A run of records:
········
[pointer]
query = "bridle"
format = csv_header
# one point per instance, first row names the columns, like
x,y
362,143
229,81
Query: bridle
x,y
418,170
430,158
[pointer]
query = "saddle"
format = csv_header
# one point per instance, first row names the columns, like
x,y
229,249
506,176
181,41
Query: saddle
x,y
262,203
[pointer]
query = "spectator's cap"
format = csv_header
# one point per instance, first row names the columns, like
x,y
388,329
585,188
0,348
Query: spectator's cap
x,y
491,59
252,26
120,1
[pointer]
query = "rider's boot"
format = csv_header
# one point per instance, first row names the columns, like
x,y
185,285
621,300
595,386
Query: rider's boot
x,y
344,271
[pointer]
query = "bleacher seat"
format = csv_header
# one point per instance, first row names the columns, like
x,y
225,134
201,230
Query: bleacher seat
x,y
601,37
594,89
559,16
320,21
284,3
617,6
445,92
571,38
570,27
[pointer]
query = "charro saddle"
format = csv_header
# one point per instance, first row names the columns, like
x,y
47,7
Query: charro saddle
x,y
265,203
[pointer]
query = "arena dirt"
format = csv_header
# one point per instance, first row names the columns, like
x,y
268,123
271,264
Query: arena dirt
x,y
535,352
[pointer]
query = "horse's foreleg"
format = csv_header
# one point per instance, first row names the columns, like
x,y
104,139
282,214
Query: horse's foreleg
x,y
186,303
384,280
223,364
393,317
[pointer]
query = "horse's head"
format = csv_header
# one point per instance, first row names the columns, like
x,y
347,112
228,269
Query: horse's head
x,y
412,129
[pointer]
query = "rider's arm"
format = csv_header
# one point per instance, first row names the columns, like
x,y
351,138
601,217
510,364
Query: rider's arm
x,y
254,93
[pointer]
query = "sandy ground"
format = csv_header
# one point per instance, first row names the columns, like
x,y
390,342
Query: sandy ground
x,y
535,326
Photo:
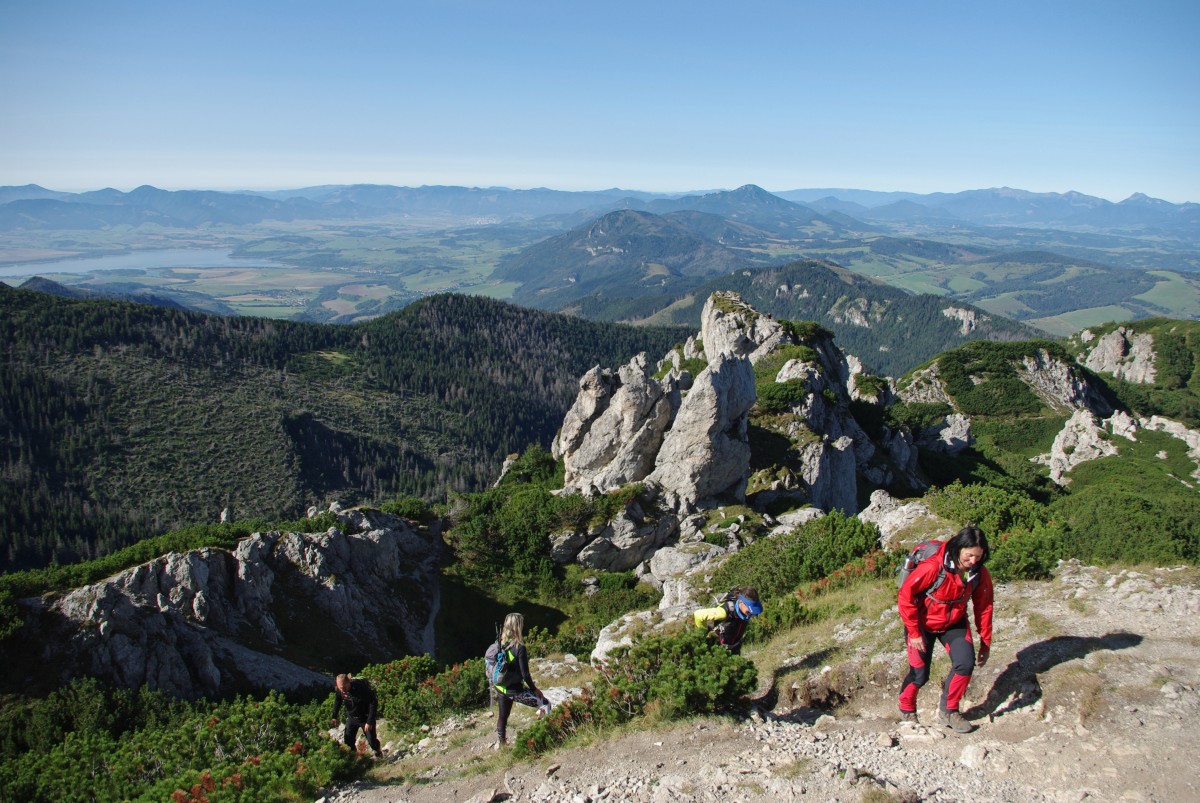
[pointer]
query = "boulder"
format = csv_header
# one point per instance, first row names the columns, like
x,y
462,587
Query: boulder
x,y
706,453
········
Aim of the task: Omit all pictures while transcribing the entries verbatim.

Full answer:
[pointer]
query = "bridle"
format = csv_header
# one point per instance, first row names the columns, like
x,y
362,143
229,81
Query: bridle
x,y
418,170
430,158
[pointer]
query = "saddle"
format = csv_header
# one point per instance, first row names the columns, like
x,y
229,249
506,176
181,41
Query: saddle
x,y
262,203
[pointer]
query = "spectator's cap"
format = csv_header
# one point per instance, first row names the columns, like
x,y
388,329
585,188
0,348
Query: spectator's cap
x,y
491,59
252,26
120,1
[pointer]
query = "rider's boot"
format = csv_header
# one point per instance, first row names the columns, like
x,y
185,285
621,300
595,386
Query: rider's boot
x,y
344,271
[pointer]
query = "bleacher seat"
format = csv_header
# one point per instance, first row names the columns, like
x,y
225,134
201,230
Query: bleacher seat
x,y
601,37
594,89
559,16
320,21
284,3
617,6
445,92
571,38
570,27
[pointer]
query = "charro saddle"
format = csv_header
# one point per instance, first row names the columns, like
x,y
47,7
Query: charro saddle
x,y
265,203
[pointer]
query = "arena dirt"
format = csv_header
# one point per instance, first row names the columns, like
x,y
268,123
271,264
Query: arena dirt
x,y
535,352
[pointer]
query = "horse's foreleg"
format = csv_header
# one point per instance, first row names the columns, like
x,y
104,139
282,214
Query: horse's foreleg
x,y
186,303
384,280
223,364
393,317
[pointer]
query = "horse's head"
format = csv_header
# one point per instance, first row names the columns, like
x,y
347,112
228,269
Query: horse's head
x,y
412,129
[pointer]
query = "rider's arm"
format = csv_header
# one point per instance, first row names the columns, like
x,y
351,138
601,217
510,364
Query: rider's arm
x,y
254,93
[pointer]
query = "sandy ground"
format = csv_header
# one point per instance, first row names the columns, like
x,y
390,342
Query: sandy ground
x,y
535,326
Photo:
[pointer]
query = "boulder"
format = csv_header
# one point per instance, first row names the columns, like
x,y
462,587
Query: boulder
x,y
706,453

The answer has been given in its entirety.